### Your goal
Please copy the rows word for word, from their start up to and including the line containing "negative clicks: (17, 370)", and leave the pictures out of your answer.

### Records provided

::::::::

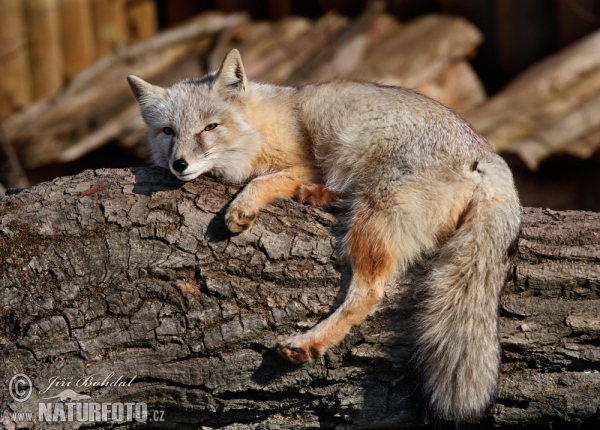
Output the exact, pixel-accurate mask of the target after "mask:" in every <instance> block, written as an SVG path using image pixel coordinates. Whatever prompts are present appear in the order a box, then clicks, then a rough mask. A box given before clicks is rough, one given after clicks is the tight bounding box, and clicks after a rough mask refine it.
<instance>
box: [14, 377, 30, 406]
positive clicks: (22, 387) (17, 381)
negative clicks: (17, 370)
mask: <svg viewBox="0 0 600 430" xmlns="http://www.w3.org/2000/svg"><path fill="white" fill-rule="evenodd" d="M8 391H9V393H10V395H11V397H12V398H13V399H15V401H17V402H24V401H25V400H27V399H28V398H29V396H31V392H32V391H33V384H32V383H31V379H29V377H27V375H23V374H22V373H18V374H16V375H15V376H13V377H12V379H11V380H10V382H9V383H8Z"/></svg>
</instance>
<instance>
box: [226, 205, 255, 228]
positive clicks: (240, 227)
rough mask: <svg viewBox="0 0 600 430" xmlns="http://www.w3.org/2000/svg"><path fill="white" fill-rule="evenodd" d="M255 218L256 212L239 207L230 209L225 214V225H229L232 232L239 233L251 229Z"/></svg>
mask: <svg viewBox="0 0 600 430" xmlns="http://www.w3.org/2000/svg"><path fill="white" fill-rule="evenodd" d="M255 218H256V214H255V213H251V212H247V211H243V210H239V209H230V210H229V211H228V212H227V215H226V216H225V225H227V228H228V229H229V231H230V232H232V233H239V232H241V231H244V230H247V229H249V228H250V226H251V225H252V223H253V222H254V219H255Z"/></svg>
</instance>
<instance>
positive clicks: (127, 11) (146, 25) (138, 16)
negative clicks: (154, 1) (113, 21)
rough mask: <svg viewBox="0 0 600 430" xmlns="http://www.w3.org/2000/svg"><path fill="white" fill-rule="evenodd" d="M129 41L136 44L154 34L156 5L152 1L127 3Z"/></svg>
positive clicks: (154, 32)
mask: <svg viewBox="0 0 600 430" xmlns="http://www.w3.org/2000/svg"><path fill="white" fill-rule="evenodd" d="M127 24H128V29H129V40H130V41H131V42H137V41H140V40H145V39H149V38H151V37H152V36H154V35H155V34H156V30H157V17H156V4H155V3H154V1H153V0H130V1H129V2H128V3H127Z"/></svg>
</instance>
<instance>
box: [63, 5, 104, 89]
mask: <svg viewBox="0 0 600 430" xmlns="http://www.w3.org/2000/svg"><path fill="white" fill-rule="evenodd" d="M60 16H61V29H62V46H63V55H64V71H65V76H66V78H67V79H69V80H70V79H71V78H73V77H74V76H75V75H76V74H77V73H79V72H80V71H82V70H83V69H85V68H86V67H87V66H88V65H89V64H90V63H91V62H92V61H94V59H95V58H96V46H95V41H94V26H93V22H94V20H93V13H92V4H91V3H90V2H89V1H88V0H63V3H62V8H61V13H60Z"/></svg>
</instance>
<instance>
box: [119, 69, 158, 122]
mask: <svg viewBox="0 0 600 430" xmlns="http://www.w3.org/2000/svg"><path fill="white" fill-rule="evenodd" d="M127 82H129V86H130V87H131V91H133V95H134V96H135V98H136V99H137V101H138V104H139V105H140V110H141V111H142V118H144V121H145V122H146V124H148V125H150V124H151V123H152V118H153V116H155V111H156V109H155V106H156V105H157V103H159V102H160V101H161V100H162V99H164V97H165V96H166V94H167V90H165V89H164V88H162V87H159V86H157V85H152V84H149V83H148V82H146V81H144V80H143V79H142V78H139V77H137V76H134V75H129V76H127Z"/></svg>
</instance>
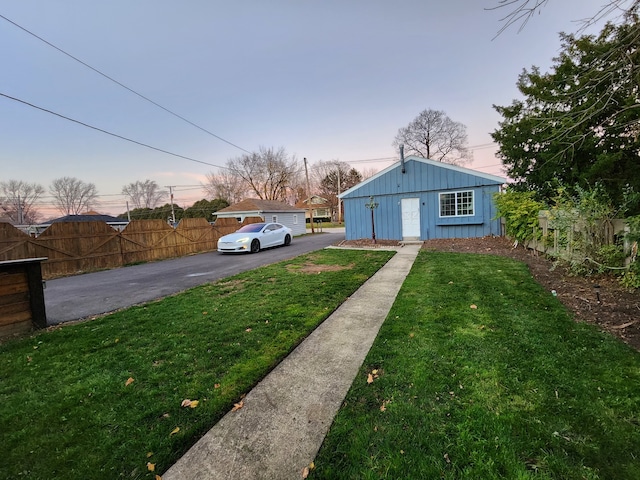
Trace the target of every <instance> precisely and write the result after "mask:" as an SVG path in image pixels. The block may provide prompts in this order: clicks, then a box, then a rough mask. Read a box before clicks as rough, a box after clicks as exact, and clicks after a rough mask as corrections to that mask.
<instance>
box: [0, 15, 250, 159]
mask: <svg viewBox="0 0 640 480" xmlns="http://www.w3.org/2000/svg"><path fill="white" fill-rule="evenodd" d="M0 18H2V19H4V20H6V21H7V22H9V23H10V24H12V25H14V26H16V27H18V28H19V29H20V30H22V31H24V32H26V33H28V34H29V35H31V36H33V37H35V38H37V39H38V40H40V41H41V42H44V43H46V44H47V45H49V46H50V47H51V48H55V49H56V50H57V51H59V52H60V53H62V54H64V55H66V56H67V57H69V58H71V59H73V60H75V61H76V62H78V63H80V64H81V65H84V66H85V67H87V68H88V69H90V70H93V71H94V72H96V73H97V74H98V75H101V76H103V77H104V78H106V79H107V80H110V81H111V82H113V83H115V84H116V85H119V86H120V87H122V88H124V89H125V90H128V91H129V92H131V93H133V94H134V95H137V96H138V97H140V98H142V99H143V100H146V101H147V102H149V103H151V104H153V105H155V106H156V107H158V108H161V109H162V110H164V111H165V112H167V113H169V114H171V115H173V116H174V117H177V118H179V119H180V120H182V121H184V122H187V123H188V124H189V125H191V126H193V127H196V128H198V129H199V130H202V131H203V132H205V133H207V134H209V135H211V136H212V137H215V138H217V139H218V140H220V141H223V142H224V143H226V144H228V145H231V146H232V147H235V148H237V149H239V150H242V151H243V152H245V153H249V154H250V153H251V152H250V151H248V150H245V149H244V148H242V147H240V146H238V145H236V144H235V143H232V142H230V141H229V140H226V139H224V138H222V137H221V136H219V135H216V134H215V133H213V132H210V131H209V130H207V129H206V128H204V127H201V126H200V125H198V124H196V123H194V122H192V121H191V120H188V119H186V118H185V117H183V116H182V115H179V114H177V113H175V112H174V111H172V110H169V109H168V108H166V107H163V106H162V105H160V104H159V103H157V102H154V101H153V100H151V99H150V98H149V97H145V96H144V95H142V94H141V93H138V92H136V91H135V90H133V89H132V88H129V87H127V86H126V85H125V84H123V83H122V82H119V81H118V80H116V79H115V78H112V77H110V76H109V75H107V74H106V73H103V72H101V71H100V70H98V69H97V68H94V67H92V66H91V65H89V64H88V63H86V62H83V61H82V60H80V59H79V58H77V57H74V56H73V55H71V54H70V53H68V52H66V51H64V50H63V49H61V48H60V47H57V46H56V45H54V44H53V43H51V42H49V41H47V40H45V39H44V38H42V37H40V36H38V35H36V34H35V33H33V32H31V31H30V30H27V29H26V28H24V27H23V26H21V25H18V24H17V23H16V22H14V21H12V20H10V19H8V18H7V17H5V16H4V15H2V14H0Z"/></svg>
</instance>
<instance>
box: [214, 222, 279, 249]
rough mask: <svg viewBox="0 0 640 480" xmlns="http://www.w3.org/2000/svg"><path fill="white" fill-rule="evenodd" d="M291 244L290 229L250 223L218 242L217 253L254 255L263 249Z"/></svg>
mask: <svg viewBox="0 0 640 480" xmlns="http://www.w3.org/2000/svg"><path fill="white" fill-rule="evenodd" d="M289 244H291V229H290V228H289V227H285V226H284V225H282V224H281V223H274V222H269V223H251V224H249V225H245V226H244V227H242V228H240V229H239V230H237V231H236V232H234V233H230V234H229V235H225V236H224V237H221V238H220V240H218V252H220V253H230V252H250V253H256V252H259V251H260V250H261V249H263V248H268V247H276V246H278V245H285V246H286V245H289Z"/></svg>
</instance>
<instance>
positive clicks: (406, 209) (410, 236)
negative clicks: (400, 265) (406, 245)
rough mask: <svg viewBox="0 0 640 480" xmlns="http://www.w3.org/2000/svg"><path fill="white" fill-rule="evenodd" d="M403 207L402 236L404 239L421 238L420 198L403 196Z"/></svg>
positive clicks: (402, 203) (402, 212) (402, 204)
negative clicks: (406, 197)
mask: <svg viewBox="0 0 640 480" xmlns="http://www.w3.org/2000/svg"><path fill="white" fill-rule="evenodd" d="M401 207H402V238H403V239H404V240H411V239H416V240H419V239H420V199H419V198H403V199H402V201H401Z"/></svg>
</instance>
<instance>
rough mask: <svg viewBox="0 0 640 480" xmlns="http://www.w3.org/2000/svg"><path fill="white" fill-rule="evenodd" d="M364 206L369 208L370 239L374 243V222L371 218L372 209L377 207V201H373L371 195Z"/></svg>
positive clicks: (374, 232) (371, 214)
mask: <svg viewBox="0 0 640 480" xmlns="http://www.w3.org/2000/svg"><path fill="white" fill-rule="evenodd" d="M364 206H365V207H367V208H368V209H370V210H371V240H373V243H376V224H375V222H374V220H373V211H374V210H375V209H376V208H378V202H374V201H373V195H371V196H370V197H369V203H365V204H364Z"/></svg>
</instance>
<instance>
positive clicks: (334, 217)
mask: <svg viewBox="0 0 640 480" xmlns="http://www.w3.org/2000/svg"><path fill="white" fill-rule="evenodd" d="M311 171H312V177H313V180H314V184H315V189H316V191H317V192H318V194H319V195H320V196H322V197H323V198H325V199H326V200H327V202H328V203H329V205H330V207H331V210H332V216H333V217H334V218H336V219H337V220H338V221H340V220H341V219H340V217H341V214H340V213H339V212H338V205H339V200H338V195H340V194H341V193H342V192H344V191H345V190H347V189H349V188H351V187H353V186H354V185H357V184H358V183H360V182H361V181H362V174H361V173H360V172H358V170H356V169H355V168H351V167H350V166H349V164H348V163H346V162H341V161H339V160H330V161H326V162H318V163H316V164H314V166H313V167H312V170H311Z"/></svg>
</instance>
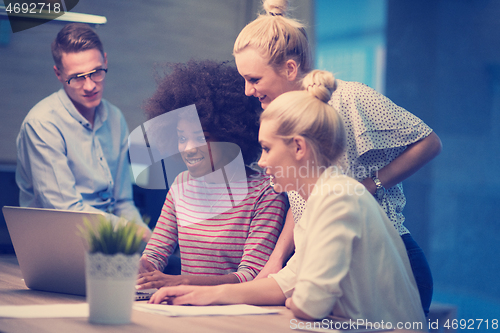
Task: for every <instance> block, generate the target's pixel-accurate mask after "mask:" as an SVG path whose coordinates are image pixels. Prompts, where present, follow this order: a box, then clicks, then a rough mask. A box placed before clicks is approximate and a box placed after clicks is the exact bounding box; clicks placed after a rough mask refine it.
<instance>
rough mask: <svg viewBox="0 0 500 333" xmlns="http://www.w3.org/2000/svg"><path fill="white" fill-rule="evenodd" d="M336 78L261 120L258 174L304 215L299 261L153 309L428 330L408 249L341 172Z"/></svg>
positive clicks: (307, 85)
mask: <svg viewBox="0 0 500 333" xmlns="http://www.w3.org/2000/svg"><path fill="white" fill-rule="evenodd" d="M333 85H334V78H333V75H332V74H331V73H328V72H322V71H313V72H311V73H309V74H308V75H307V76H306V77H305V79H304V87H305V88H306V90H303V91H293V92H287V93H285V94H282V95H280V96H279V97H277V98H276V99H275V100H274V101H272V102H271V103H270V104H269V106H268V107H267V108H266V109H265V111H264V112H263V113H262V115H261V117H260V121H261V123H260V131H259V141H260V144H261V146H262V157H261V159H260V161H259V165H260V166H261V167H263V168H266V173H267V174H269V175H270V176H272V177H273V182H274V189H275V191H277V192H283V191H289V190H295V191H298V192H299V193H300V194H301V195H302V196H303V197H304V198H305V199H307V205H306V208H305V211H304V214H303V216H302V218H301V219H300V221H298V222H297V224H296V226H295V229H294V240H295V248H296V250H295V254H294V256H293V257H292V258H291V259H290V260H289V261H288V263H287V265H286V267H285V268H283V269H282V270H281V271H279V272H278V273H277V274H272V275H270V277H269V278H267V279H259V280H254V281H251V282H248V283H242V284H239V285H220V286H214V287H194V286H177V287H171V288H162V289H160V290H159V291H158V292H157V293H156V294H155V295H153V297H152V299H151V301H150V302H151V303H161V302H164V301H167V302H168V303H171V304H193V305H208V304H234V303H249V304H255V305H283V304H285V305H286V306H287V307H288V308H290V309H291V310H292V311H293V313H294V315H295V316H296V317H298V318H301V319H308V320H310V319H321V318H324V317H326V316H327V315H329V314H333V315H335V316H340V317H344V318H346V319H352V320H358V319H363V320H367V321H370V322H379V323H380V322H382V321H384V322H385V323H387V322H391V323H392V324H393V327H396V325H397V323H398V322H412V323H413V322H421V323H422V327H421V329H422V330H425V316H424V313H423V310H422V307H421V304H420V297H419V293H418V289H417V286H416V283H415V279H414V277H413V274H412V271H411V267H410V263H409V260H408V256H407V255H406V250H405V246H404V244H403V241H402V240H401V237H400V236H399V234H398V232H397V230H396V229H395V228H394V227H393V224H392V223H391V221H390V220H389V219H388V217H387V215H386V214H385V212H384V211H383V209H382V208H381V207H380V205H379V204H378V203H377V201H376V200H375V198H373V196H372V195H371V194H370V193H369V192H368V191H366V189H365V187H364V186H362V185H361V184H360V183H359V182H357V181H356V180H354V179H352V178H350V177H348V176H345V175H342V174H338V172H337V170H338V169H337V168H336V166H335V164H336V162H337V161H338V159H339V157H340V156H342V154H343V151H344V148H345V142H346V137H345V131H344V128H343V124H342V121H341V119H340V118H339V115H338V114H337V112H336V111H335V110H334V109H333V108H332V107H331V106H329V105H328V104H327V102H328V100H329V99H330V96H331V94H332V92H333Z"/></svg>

::::::::

### Answer for this exercise
Output the exact, pixel-accurate mask of the target after "mask:" in every <instance> block, written as an SVG path using image pixel coordinates. Whatever prompts are present appear in the order a box, then clicks, then a rough mask. A box given before clicks is rough, one given after clicks is the tight bounding box, and clicks after a rough mask refine it.
<instance>
box: [14, 377, 30, 406]
positive clicks: (22, 387) (17, 381)
negative clicks: (17, 370)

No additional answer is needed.